■ Doel 1
Geef bij elke uitspraak ja of nee: klopt die met de passage over het psalmzingen? Citeer telkens letterlijk de doorslaggevende woorden uit die passage.
(a) De ‘Evangelische gezangen’ werden in 1807 ingevoerd.
(b) Na de invoering van de gezangen verdwenen de psalmen helemaal uit de kerkdienst.
(c) De Geneefse melodieën zijn de afgelopen decennia populairder geworden.
■ Doel 2
Schrijf de passage over het psalmzingen verder, te beginnen na de laatste zin.

Sinds de Reformatie hebben de kerken in de calvinistische traditie berijmde psalmen gezongen, ook in ons land. Aanvankelijk waren het vrijwel uitsluitend psalmen, al kon dat van streek tot streek verschillen. Met de invoering van de ‘Evangelische gezangen’ in 1807 begonnen gezangen de psalmen te verdringen, al bleef er in een kerkdienst eigenlijk altijd wel één over, meestal aan het begin. Zeker in de afgelopen decennia is de populariteit van de Geneefse melodieën na het eeuwenlang te hebben uitgehouden snel terug gelopen. Toch blijft de ene psalm in de meeste gevallen wel gehandhaafd. Maar zingt de gemeente nog wel een psalm, is het niet eerder een lied?

Opgeslagen gegevens:
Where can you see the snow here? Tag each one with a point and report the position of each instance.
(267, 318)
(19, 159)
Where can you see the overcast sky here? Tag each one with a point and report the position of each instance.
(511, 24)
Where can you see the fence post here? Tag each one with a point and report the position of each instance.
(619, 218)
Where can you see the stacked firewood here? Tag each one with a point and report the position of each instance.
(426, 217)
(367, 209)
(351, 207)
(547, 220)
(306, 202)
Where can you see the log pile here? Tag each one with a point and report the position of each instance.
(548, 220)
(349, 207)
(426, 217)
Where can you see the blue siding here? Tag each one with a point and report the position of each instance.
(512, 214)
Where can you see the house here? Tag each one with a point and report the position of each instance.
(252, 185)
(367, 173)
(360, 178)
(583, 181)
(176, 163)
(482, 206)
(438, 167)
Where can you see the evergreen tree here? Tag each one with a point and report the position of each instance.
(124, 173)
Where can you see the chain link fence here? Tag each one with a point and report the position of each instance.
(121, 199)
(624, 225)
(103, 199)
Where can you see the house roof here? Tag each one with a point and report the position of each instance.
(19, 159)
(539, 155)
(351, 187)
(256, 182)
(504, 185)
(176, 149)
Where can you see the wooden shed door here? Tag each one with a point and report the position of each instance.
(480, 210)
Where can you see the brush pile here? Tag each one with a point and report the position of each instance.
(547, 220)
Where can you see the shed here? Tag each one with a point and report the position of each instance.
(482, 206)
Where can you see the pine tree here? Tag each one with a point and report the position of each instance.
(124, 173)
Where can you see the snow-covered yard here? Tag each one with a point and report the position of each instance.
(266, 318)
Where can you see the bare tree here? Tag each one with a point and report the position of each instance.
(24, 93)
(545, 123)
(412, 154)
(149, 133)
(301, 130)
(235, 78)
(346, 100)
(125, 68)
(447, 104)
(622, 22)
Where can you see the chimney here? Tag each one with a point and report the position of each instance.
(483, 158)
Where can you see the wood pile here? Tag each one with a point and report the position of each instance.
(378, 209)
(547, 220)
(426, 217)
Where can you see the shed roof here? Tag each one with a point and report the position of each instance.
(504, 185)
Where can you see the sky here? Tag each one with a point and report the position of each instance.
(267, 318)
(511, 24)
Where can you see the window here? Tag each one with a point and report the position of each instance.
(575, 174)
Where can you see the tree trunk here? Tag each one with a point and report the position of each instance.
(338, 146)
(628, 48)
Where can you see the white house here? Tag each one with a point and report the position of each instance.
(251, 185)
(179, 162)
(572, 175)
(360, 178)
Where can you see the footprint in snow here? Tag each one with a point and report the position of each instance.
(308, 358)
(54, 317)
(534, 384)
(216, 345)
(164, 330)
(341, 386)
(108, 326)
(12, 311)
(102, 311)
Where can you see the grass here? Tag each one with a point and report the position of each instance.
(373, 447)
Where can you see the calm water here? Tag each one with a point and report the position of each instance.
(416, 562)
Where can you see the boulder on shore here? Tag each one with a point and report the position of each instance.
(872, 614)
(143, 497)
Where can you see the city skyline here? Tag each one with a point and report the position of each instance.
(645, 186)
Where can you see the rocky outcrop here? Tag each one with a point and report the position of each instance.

■ Verwacht antwoord 1
(a) Ja: „Met de invoering van de ‘Evangelische gezangen’ in 1807”
(b) Nee: „al bleef er in een kerkdienst eigenlijk altijd wel één over, meestal aan het begin”
(c) Nee: „Zeker in de afgelopen decennia is de populariteit van de Geneefse melodieën na het eeuwenlang te hebben uitgehouden snel terug gelopen.”

■ Verwacht antwoord 2
150 + 491
In het Liedboek voor de kerken uit 1973 stonden de 150 Geneefse psalmen los van de 491 gezangen, ze werden althans apart geteld. Voor incidentele gasten leverde dat nog wel eens problemen op. Zij hoorden bij het opgeven bijvoorbeeld gezang 89, haakten aan bij het getal en kwamen dan bij het eerste lied met dat getal terecht, psalm 89. Oplettende kerkgangers hielpen dan meestal wel even om het juiste lied te vinden.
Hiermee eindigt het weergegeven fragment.